▸ **EXERCISE INSTRUCTIONS**
1 – From the text on invasive trout, write out the passage from "The related Pacific" up to and including "and invasive species.".
2 – According to the text on invasive trout, in up to how many countries has the rainbow trout been classed as an invasive alien?
3 – Which institutions and journal are named in the text on invasive trout?

Everywhere they are appearing! Species that don’t belong, but they enjoy the experience anyway. Fish are among the most invasive of animals, with fishermen themselves also responsible for introducing attractive species to catch. The American cutthroat trout Oncorhynchus clarkia lives in coldwater tributaries in the west of North America, with many endangered sub-species. It has a relative we may know better that migrates much more and has many sub-species too, this is the famed rainbow trout, Oncorhyncus mykiss (RBT), that has been classed as an invasive alien in up to 45 countries, after its introduction. For more fish (the bitterling) and a host of others from pythons to Japanese knotweed this is our catalogue of IAS.
The related Pacific salmonids here have interfered terribly with the natural ecosystem. Loss of the cutthroat and the invasiveness of the rainbow have substantial ecological and even evolutionary consequences for biodiversity and individual plants and animals in their habitats. The rainbow for example is now hybridised in so many ways that a pure subspecies is hard to locate. This paper seeks to characterise how dispersal and interaction influence these two species. Ryan P. Kovach and his 5 colleagues, from the University of Montana and Montana Fish, Wildlife and Parks write in the Proceedings of the Royal Society B on Dispersal and selection mediate hybridization between a native and invasive species.

(Saved data entries)
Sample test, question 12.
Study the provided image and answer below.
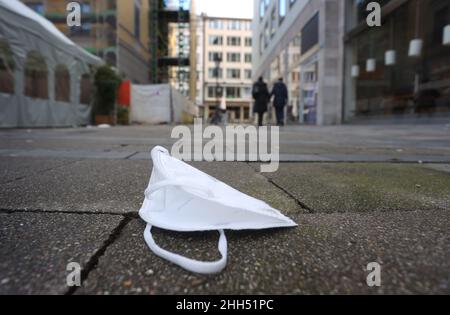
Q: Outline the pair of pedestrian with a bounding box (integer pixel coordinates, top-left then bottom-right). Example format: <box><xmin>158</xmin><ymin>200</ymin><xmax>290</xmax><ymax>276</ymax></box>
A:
<box><xmin>252</xmin><ymin>77</ymin><xmax>288</xmax><ymax>127</ymax></box>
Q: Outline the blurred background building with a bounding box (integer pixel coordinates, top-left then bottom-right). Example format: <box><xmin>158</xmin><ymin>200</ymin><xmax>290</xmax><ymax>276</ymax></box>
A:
<box><xmin>197</xmin><ymin>14</ymin><xmax>252</xmax><ymax>122</ymax></box>
<box><xmin>344</xmin><ymin>0</ymin><xmax>450</xmax><ymax>122</ymax></box>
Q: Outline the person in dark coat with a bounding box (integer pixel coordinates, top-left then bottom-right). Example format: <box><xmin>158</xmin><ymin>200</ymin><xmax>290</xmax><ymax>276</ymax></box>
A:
<box><xmin>252</xmin><ymin>77</ymin><xmax>270</xmax><ymax>127</ymax></box>
<box><xmin>270</xmin><ymin>78</ymin><xmax>289</xmax><ymax>126</ymax></box>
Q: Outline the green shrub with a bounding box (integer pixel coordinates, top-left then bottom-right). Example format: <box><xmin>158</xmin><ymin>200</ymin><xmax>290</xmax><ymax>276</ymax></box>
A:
<box><xmin>94</xmin><ymin>65</ymin><xmax>122</xmax><ymax>116</ymax></box>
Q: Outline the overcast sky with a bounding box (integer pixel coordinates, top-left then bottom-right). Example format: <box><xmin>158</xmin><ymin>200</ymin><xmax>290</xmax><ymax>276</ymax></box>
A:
<box><xmin>195</xmin><ymin>0</ymin><xmax>253</xmax><ymax>19</ymax></box>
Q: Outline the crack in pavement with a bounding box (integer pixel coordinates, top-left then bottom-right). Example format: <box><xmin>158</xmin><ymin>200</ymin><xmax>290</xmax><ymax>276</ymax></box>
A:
<box><xmin>0</xmin><ymin>208</ymin><xmax>139</xmax><ymax>219</ymax></box>
<box><xmin>2</xmin><ymin>160</ymin><xmax>82</xmax><ymax>185</ymax></box>
<box><xmin>246</xmin><ymin>162</ymin><xmax>316</xmax><ymax>214</ymax></box>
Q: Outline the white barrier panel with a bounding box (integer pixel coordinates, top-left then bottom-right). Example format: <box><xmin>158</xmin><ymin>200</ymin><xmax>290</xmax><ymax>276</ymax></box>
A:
<box><xmin>131</xmin><ymin>84</ymin><xmax>172</xmax><ymax>124</ymax></box>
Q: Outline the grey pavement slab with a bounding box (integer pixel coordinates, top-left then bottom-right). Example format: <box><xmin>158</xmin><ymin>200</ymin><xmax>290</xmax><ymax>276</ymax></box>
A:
<box><xmin>77</xmin><ymin>210</ymin><xmax>450</xmax><ymax>294</ymax></box>
<box><xmin>0</xmin><ymin>157</ymin><xmax>76</xmax><ymax>183</ymax></box>
<box><xmin>0</xmin><ymin>213</ymin><xmax>123</xmax><ymax>294</ymax></box>
<box><xmin>0</xmin><ymin>159</ymin><xmax>303</xmax><ymax>213</ymax></box>
<box><xmin>189</xmin><ymin>162</ymin><xmax>306</xmax><ymax>215</ymax></box>
<box><xmin>265</xmin><ymin>163</ymin><xmax>450</xmax><ymax>213</ymax></box>
<box><xmin>0</xmin><ymin>160</ymin><xmax>151</xmax><ymax>213</ymax></box>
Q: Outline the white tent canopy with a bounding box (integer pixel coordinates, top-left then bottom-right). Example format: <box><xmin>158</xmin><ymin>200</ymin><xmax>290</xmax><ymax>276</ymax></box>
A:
<box><xmin>0</xmin><ymin>0</ymin><xmax>103</xmax><ymax>127</ymax></box>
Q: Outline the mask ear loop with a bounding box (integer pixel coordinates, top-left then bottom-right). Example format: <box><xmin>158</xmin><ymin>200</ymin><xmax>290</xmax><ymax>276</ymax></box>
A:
<box><xmin>144</xmin><ymin>224</ymin><xmax>228</xmax><ymax>274</ymax></box>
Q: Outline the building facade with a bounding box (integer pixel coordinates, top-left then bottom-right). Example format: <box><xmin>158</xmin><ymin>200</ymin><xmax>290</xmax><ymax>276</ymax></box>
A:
<box><xmin>252</xmin><ymin>0</ymin><xmax>345</xmax><ymax>125</ymax></box>
<box><xmin>344</xmin><ymin>0</ymin><xmax>450</xmax><ymax>122</ymax></box>
<box><xmin>22</xmin><ymin>0</ymin><xmax>152</xmax><ymax>83</ymax></box>
<box><xmin>196</xmin><ymin>14</ymin><xmax>252</xmax><ymax>122</ymax></box>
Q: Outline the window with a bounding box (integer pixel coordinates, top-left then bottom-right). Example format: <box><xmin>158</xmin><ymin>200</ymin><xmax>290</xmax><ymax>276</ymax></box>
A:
<box><xmin>104</xmin><ymin>51</ymin><xmax>117</xmax><ymax>67</ymax></box>
<box><xmin>209</xmin><ymin>19</ymin><xmax>223</xmax><ymax>30</ymax></box>
<box><xmin>278</xmin><ymin>0</ymin><xmax>287</xmax><ymax>23</ymax></box>
<box><xmin>80</xmin><ymin>73</ymin><xmax>93</xmax><ymax>105</ymax></box>
<box><xmin>228</xmin><ymin>20</ymin><xmax>241</xmax><ymax>30</ymax></box>
<box><xmin>208</xmin><ymin>68</ymin><xmax>223</xmax><ymax>79</ymax></box>
<box><xmin>264</xmin><ymin>23</ymin><xmax>270</xmax><ymax>47</ymax></box>
<box><xmin>227</xmin><ymin>69</ymin><xmax>241</xmax><ymax>79</ymax></box>
<box><xmin>208</xmin><ymin>51</ymin><xmax>223</xmax><ymax>62</ymax></box>
<box><xmin>26</xmin><ymin>2</ymin><xmax>45</xmax><ymax>15</ymax></box>
<box><xmin>259</xmin><ymin>34</ymin><xmax>264</xmax><ymax>56</ymax></box>
<box><xmin>244</xmin><ymin>87</ymin><xmax>252</xmax><ymax>98</ymax></box>
<box><xmin>259</xmin><ymin>0</ymin><xmax>266</xmax><ymax>20</ymax></box>
<box><xmin>24</xmin><ymin>51</ymin><xmax>48</xmax><ymax>99</ymax></box>
<box><xmin>301</xmin><ymin>13</ymin><xmax>319</xmax><ymax>54</ymax></box>
<box><xmin>70</xmin><ymin>22</ymin><xmax>92</xmax><ymax>36</ymax></box>
<box><xmin>227</xmin><ymin>53</ymin><xmax>241</xmax><ymax>62</ymax></box>
<box><xmin>0</xmin><ymin>40</ymin><xmax>15</xmax><ymax>94</ymax></box>
<box><xmin>227</xmin><ymin>36</ymin><xmax>241</xmax><ymax>46</ymax></box>
<box><xmin>225</xmin><ymin>86</ymin><xmax>241</xmax><ymax>99</ymax></box>
<box><xmin>209</xmin><ymin>35</ymin><xmax>223</xmax><ymax>46</ymax></box>
<box><xmin>134</xmin><ymin>0</ymin><xmax>141</xmax><ymax>39</ymax></box>
<box><xmin>55</xmin><ymin>65</ymin><xmax>70</xmax><ymax>103</ymax></box>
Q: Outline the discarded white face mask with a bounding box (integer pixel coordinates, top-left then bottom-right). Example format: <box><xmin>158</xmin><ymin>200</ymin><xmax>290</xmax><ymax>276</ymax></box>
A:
<box><xmin>139</xmin><ymin>147</ymin><xmax>297</xmax><ymax>274</ymax></box>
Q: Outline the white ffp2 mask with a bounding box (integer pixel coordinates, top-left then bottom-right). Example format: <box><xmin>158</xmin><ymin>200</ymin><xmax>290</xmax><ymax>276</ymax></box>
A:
<box><xmin>139</xmin><ymin>147</ymin><xmax>297</xmax><ymax>274</ymax></box>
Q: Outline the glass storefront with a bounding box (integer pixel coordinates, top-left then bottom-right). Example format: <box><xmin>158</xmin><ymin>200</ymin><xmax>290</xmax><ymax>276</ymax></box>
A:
<box><xmin>344</xmin><ymin>0</ymin><xmax>450</xmax><ymax>120</ymax></box>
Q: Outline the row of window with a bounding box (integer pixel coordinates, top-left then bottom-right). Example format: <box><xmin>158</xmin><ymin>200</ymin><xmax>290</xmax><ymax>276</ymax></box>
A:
<box><xmin>209</xmin><ymin>35</ymin><xmax>252</xmax><ymax>47</ymax></box>
<box><xmin>208</xmin><ymin>19</ymin><xmax>252</xmax><ymax>31</ymax></box>
<box><xmin>259</xmin><ymin>0</ymin><xmax>297</xmax><ymax>19</ymax></box>
<box><xmin>260</xmin><ymin>0</ymin><xmax>296</xmax><ymax>50</ymax></box>
<box><xmin>0</xmin><ymin>42</ymin><xmax>92</xmax><ymax>104</ymax></box>
<box><xmin>207</xmin><ymin>86</ymin><xmax>251</xmax><ymax>99</ymax></box>
<box><xmin>208</xmin><ymin>51</ymin><xmax>252</xmax><ymax>63</ymax></box>
<box><xmin>25</xmin><ymin>1</ymin><xmax>92</xmax><ymax>15</ymax></box>
<box><xmin>208</xmin><ymin>68</ymin><xmax>252</xmax><ymax>80</ymax></box>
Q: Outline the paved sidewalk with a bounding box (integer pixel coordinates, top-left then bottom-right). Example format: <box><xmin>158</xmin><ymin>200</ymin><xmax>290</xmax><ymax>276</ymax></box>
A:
<box><xmin>0</xmin><ymin>125</ymin><xmax>450</xmax><ymax>294</ymax></box>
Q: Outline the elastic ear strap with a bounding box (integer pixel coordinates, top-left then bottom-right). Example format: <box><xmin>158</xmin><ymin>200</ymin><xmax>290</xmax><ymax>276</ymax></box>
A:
<box><xmin>144</xmin><ymin>224</ymin><xmax>228</xmax><ymax>274</ymax></box>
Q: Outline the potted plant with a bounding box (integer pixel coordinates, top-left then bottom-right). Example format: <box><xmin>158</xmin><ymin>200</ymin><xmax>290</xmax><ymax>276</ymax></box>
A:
<box><xmin>94</xmin><ymin>65</ymin><xmax>121</xmax><ymax>125</ymax></box>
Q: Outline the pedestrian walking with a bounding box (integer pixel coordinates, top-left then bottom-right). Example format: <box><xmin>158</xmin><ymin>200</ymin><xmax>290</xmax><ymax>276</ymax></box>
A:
<box><xmin>252</xmin><ymin>77</ymin><xmax>270</xmax><ymax>127</ymax></box>
<box><xmin>270</xmin><ymin>78</ymin><xmax>289</xmax><ymax>126</ymax></box>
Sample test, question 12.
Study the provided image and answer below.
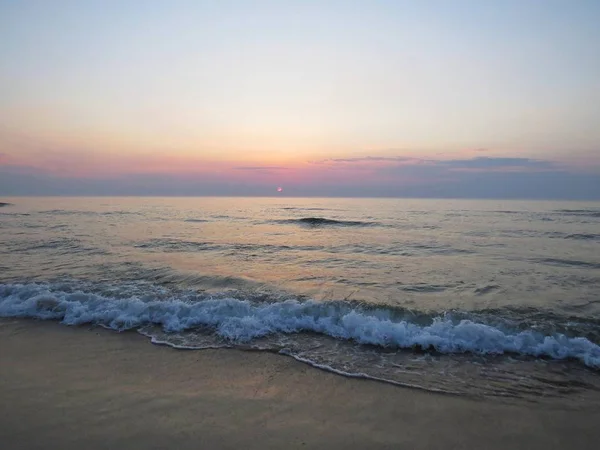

▸ **SOLVED TASKS**
1 –
The related Pacific salmonids here have interfered terribly with the natural ecosystem. Loss of the cutthroat and the invasiveness of the rainbow have substantial ecological and even evolutionary consequences for biodiversity and individual plants and animals in their habitats. The rainbow for example is now hybridised in so many ways that a pure subspecies is hard to locate. This paper seeks to characterise how dispersal and interaction influence these two species. Ryan P. Kovach and his 5 colleagues, from the University of Montana and Montana Fish, Wildlife and Parks write in the Proceedings of the Royal Society B on Dispersal and selection mediate hybridization between a native and invasive species.

2 – Up to 45 countries.

3 – University of Montana; Montana Fish, Wildlife and Parks; Proceedings of the Royal Society B